Stored records:

------------------------------------------------

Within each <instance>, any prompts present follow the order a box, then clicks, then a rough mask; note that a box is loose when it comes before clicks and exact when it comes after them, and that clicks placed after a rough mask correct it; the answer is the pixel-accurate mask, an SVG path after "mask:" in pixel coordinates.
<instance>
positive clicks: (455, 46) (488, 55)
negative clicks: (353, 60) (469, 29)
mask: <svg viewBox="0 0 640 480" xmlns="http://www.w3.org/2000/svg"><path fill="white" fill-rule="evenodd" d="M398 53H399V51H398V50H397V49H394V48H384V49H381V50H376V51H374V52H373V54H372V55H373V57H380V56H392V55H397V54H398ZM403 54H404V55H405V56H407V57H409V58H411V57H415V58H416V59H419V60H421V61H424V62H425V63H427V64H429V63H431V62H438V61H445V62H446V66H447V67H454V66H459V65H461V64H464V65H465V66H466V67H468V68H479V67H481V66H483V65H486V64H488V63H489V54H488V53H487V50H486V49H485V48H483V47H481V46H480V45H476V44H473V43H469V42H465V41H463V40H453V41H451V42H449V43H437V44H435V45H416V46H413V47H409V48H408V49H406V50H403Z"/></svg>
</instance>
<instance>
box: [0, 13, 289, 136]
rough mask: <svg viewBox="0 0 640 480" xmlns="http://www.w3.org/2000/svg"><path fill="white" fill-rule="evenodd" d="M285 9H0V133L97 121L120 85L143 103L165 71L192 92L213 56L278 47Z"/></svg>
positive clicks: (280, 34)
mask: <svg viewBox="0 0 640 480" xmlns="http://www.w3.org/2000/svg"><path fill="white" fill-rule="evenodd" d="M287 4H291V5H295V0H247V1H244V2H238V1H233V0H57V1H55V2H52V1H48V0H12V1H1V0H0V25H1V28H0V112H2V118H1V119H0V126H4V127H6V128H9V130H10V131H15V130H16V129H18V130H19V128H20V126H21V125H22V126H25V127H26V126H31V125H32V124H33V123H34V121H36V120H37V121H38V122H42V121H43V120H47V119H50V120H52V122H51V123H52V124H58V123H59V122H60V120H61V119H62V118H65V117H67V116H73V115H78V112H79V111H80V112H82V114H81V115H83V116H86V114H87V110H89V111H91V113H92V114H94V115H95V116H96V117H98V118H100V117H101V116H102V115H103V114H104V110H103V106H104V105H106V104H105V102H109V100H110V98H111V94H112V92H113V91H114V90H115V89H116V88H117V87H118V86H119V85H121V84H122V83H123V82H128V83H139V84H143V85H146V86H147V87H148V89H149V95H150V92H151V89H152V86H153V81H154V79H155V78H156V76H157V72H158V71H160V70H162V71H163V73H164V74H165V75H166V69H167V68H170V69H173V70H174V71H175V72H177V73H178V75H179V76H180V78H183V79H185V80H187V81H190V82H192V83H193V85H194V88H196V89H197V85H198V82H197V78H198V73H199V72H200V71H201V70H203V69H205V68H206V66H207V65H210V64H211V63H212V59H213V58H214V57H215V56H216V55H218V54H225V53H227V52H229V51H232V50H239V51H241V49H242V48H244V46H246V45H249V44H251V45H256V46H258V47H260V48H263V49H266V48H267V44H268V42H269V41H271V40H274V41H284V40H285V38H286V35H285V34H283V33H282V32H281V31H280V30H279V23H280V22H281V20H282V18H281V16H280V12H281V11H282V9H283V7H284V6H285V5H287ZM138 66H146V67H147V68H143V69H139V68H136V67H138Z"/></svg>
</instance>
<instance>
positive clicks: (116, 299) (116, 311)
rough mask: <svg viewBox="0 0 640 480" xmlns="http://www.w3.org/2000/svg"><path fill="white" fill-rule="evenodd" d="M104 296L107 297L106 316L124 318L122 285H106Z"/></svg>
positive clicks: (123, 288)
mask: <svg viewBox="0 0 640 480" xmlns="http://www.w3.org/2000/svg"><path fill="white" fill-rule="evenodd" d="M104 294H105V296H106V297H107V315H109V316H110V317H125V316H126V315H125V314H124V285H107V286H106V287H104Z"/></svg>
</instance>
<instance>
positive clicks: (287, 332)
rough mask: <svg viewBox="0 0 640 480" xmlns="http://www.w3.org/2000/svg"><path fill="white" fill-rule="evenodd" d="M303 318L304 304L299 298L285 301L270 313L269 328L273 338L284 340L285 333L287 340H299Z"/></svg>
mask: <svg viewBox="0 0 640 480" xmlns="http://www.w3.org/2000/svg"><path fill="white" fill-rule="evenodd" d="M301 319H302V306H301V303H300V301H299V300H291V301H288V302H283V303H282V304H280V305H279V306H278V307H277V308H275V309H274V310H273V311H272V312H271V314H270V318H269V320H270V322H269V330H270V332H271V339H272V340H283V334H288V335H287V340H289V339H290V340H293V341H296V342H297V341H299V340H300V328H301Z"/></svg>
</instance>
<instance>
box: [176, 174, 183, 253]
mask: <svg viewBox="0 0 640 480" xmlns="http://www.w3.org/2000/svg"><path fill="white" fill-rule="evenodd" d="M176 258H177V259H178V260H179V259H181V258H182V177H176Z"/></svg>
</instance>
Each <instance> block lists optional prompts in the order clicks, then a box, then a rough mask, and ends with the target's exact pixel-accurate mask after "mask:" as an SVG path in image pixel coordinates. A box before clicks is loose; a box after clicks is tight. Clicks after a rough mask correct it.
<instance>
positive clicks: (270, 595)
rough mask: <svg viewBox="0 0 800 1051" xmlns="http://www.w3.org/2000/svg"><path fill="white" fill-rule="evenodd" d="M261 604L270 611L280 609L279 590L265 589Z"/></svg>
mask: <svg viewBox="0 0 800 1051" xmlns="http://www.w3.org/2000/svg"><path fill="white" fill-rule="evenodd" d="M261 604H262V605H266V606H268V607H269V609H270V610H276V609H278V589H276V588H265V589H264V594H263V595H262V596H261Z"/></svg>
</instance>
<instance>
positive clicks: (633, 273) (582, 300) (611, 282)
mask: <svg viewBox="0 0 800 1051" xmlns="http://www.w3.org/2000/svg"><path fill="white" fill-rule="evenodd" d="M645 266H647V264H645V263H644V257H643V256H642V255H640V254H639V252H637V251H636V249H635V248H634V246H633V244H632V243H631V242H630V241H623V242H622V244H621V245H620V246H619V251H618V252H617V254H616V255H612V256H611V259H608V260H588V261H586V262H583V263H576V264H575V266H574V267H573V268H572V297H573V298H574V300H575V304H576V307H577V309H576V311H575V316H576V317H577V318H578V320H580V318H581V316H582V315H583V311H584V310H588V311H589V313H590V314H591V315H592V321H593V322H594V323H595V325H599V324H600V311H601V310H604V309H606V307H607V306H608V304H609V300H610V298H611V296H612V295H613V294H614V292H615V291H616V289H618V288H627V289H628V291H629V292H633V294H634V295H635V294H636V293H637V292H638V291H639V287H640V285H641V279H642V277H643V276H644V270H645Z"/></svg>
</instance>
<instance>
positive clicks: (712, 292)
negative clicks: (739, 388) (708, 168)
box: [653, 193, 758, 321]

------------------------------------------------

List every line in the records above that contains the string "positive".

OUTPUT:
positive clicks: (455, 46) (488, 55)
positive clicks: (280, 34)
positive clicks: (116, 299) (116, 311)
positive clicks: (123, 288)
positive clicks: (287, 332)
positive clicks: (270, 595)
positive clicks: (633, 273) (582, 300) (611, 282)
positive clicks: (712, 292)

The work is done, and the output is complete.